Task goal:
Find every line in the rows below that contains the word "blue", and copy each of those lines.

[Excerpts from a location annotation dataset]
********************

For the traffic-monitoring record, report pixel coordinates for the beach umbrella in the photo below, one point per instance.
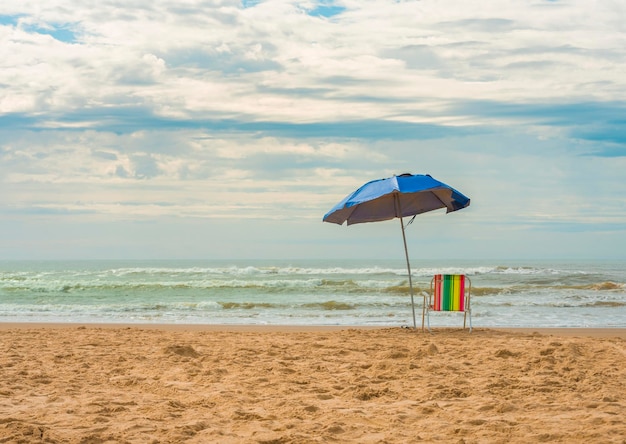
(397, 196)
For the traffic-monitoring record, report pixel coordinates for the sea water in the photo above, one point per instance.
(314, 292)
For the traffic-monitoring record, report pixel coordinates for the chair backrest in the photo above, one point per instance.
(448, 292)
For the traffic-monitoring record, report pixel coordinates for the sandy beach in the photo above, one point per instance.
(64, 383)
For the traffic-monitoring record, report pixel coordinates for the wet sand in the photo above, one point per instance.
(69, 383)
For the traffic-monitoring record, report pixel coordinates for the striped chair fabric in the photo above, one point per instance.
(448, 292)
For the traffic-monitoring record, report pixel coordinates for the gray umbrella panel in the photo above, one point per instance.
(389, 206)
(397, 196)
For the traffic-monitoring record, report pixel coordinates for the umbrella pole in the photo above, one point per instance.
(408, 267)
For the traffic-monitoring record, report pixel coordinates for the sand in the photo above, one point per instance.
(198, 384)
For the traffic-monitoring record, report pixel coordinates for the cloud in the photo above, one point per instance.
(273, 110)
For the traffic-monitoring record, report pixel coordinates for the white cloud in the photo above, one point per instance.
(274, 110)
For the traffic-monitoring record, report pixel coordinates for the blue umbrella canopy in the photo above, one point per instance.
(397, 196)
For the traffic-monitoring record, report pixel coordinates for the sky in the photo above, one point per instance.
(223, 129)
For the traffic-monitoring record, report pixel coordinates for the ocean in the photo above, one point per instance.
(309, 292)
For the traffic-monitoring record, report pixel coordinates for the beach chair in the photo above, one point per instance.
(448, 292)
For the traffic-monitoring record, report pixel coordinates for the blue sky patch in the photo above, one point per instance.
(326, 10)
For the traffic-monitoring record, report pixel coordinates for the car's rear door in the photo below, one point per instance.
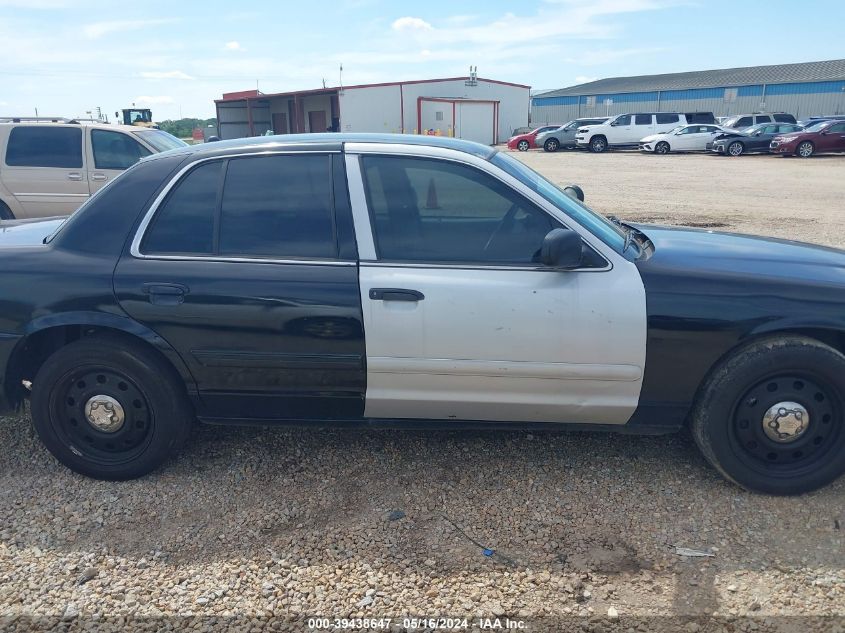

********************

Response to the exercise:
For the traffic-monitoring record, report pixel coordinates for the blue umbrella canopy in the photo above, one point per instance.
For the traffic-monitoring record, report pixel coordinates for the blue sky patch in the photo above, one point per instance.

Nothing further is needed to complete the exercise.